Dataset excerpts
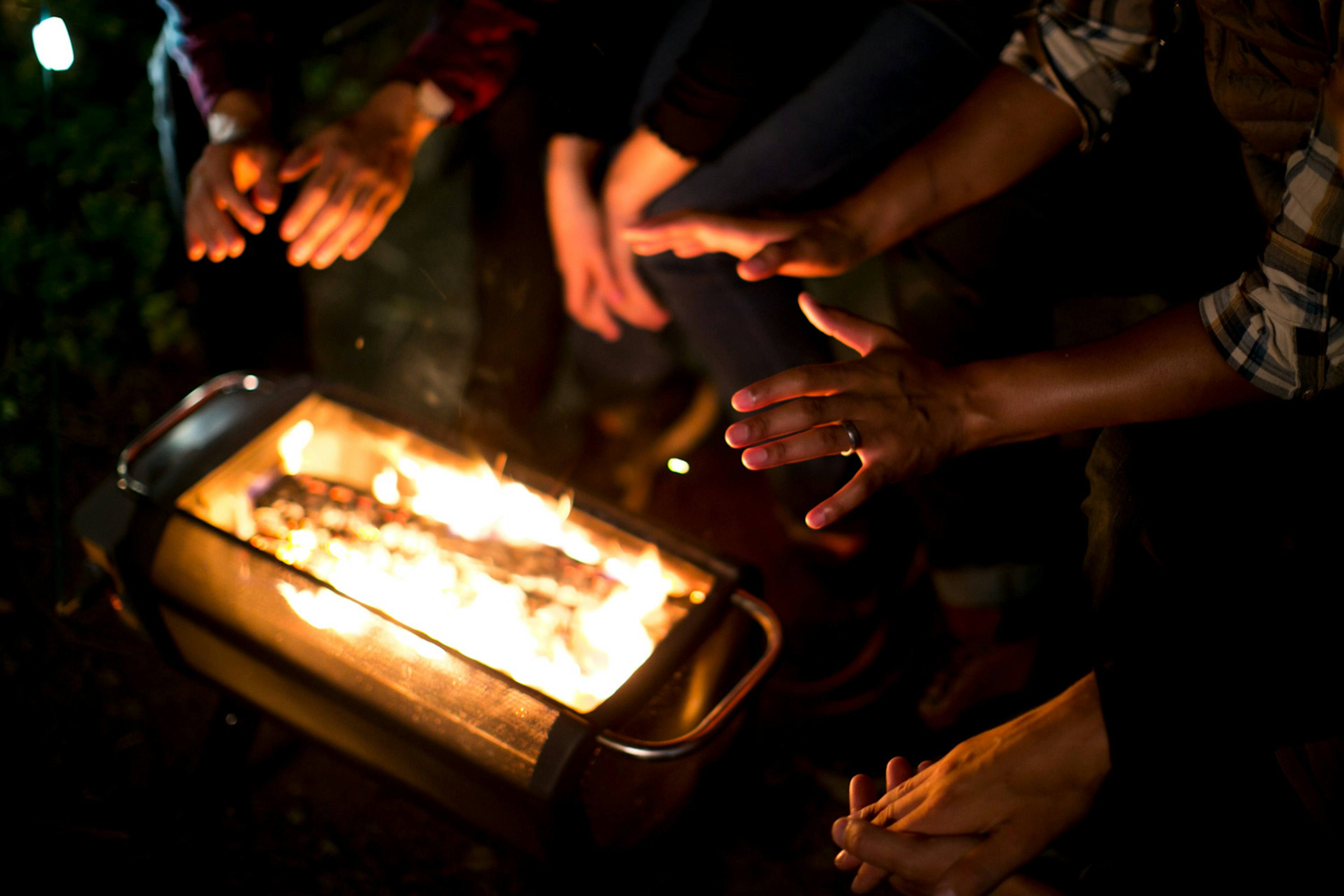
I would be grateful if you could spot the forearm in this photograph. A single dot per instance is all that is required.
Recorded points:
(643, 171)
(393, 112)
(1164, 369)
(1003, 132)
(569, 181)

**Problem details**
From the first line to the last, output the data exactly; skip any pictures.

**Solution below**
I would be grateful if you could spot the forearm in this photograph. A single dot per instance is all that is required.
Recorded points:
(643, 171)
(393, 112)
(1164, 369)
(1003, 132)
(569, 181)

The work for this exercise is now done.